▶ Excerpted text:
What Did You Say
By: Faith Pearce
(4 min read)
This week I have been thinking about communication. It is such a broad topic. There are fundamentally so many different ways that we communicate through our body language, behavior, the written word, or spoken word. Through actions and through lack of them. A simple touch or hug can say so much.
Communication is the backbone of everything we do. If we don’t communicate effectively, it causes frustrations, miscommunications, and disengagement.
Over the last two years, we have all had to adapt and communicate in different ways. I, for sure, have learned that talking behind a device is no substitute for talking in person. And although things have improved, it has highlighted that communication is always an area to continue to develop and grow. People not only communicate in a variety of ways, we all understand that communication differently. Does a hug mean the same to everyone? Does a gift mean the same thing to everyone?

▶ Data excerpt:
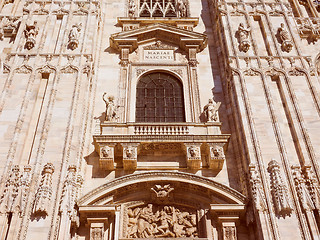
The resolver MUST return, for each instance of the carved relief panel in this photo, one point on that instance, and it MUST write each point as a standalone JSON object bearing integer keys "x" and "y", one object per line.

▶ What is expected: Pick up the piece on communication after its last sentence and keep writing it. The listing isn't needed here.

▶ Expected answer:
Let’s look at one aspect of communication – using words. Words can often be misinterpreted or difficult to process if we cannot “hear” someone’s tone or where they are putting emphasis unless it is specifically stated. For example the question…
“Have you changed your mind?”
By simply adding an adjective such as thrilled, worried, or annoyed, the sentence takes on a different context altogether.
“Have you changed your mind?” …I am thrilled
I’m a little worried…“Have you changed your mind?”
“Have you changed your mind?!!” I am so annoyed you’re telling me at the last minute.
But without explanation, it is very difficult to be 100% certain to know what the sender’s intent might be. I have had hundreds of conversations with my daughter looking at text messages. We banter about possible interpretations or misinterpretations ultimately concluding that mistyped words and the good old autocorrect are often the causes of miscommunication via texts. It is always best to ask than overthink.
Many times we can misinterpret intended words because we are hearing them with our own present mood.
Then there are the differences between actual words. Between cultures and countries, different words are used for the exact same thing. Like the age old debate of what a certain bread item is called. I live in the United Kingdom. When I first moved cross country, I wasn’t aware of the local colloquialisms. I went into a fish and chip shop, and I saw on the menu “Chip Cob.” For someone who grew up in the south west of England, this was a word I had never heard before. It was a few months until I figured out it meant chips wrapped in bread. We called them chip butties.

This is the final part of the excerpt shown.